● **Work task**: At the line that includes "Where can you spot the flower", begin writing out the entries below exactly, and continue through the last line without adding anything.

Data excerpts

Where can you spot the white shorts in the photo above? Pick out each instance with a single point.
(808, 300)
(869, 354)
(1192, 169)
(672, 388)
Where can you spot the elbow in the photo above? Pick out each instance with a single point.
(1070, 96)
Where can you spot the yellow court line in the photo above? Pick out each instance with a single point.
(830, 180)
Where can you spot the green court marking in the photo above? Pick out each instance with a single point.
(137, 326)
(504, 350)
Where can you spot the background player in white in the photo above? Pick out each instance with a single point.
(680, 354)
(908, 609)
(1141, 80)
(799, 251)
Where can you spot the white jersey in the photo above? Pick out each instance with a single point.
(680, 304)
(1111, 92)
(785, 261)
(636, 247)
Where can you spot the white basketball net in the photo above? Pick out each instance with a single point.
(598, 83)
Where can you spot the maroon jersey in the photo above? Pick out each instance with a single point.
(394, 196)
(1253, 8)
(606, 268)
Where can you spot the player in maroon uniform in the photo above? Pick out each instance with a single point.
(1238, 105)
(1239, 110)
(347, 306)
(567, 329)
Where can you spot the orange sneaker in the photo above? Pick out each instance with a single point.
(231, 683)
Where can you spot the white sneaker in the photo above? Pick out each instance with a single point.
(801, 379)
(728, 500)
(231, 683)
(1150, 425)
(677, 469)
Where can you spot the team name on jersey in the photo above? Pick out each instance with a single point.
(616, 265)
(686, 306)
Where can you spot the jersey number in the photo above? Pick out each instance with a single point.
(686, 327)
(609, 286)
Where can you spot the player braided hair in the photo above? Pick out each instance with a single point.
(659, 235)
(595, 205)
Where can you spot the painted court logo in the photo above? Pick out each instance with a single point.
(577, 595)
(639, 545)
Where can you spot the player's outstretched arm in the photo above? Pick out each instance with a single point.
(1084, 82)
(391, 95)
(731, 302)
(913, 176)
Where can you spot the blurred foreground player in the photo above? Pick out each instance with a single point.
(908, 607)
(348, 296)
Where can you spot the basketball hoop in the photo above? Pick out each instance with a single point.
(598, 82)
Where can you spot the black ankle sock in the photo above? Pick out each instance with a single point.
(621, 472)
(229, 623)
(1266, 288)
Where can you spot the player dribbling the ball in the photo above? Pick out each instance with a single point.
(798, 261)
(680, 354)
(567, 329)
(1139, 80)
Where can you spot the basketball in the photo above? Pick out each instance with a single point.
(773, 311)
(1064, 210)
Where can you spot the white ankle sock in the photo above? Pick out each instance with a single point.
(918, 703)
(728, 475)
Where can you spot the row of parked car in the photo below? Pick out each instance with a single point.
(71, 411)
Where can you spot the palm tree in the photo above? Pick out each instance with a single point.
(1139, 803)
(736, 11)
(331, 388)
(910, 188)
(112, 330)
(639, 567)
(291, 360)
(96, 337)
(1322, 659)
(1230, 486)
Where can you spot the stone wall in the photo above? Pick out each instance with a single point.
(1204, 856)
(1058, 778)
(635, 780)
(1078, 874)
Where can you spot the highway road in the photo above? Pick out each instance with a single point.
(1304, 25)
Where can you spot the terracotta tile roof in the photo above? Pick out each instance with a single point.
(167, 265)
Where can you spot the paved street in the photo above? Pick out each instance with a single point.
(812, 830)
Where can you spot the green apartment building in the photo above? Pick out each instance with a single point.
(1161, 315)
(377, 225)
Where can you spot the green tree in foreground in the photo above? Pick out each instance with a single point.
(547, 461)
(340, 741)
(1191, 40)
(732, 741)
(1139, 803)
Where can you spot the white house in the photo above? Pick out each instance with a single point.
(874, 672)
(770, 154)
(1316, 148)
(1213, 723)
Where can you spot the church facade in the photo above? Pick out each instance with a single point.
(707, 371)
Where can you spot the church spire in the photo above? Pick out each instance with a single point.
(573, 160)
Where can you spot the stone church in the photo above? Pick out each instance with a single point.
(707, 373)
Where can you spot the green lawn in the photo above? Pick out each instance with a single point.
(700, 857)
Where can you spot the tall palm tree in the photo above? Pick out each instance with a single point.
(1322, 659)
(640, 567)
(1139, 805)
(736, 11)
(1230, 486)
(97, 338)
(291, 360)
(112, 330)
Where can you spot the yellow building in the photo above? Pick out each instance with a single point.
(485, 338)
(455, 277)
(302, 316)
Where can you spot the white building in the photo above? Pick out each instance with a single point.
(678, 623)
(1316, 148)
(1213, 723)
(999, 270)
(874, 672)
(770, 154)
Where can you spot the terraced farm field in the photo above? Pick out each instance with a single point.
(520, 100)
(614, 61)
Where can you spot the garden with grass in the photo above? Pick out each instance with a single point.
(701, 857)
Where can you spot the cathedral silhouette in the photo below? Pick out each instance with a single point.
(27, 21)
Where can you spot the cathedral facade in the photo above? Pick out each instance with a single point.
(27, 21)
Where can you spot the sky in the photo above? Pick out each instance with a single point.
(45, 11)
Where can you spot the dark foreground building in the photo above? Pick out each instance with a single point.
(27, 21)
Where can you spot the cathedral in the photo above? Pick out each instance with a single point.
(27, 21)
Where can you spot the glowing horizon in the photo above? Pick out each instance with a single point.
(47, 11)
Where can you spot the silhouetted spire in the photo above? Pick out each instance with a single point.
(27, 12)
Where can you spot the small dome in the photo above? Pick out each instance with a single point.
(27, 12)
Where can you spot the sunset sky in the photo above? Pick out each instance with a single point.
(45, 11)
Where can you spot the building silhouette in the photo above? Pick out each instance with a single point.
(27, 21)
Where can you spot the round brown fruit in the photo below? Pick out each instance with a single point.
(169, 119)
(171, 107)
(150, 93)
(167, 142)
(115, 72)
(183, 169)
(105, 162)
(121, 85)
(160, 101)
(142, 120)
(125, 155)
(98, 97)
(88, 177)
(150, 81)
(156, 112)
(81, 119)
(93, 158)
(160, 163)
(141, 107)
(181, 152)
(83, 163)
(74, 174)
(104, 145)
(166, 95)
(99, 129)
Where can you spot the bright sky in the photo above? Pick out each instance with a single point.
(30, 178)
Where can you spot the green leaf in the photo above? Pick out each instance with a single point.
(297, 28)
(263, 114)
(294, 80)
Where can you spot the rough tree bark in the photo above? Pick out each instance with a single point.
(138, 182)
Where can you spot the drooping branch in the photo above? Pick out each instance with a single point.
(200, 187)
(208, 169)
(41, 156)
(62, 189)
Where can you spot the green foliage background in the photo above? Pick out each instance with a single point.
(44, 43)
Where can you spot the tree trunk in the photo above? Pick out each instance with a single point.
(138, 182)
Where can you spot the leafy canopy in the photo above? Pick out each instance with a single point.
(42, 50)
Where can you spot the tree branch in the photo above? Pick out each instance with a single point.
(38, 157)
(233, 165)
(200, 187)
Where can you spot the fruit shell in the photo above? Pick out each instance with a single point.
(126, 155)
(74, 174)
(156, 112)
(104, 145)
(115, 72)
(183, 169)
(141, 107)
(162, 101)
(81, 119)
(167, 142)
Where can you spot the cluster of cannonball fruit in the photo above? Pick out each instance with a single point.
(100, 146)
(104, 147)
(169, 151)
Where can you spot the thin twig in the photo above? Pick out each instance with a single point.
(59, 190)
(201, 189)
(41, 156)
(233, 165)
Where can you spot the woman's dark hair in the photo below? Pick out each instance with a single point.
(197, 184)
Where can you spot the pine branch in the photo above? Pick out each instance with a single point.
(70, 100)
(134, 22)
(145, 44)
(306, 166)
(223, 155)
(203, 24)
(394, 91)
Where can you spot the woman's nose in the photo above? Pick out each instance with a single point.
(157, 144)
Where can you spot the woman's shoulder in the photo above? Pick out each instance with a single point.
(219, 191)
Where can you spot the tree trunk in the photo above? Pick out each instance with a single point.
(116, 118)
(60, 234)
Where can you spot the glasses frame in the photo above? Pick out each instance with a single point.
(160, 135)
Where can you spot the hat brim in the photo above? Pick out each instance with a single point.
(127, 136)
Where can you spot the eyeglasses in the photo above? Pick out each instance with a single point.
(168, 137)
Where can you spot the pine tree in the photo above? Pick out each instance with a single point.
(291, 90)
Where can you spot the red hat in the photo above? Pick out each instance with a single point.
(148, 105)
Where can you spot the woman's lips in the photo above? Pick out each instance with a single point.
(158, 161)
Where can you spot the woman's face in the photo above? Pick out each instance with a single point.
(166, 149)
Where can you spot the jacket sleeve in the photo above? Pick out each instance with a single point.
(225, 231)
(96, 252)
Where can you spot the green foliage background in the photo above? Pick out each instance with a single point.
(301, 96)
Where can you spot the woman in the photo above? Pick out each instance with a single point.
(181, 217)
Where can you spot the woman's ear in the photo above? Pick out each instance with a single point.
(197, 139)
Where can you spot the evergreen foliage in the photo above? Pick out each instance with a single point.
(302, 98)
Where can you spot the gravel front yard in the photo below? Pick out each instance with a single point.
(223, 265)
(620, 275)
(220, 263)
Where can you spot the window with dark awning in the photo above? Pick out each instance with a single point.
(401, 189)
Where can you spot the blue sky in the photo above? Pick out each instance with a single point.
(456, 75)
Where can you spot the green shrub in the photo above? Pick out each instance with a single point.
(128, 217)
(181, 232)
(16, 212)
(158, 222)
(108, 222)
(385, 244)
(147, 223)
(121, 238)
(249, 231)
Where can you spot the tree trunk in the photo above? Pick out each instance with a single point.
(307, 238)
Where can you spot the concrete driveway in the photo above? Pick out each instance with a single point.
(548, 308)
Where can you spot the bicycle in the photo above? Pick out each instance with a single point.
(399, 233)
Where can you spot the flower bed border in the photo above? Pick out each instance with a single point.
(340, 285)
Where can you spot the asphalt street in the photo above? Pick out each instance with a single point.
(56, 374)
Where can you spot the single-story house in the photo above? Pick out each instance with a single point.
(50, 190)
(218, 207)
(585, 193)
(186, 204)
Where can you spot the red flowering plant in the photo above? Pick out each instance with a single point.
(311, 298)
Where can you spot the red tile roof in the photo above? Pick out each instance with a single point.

● **Reply to the exercise**:
Where can you spot the flower bed border in the photo above? Pick out each instance with a single point.
(340, 285)
Where can you spot the asphalt street in the photo above? Pick out each instance with a single point.
(56, 374)
Where can you spot the single-story house in the photo above? Pick out each instance with a single point.
(50, 190)
(218, 207)
(585, 193)
(186, 204)
Where can you spot the red flowering plant in the photo above? Pick out each instance with a single point.
(311, 298)
Where can you spot the red tile roof in the photo above? Pick out each instance with a single point.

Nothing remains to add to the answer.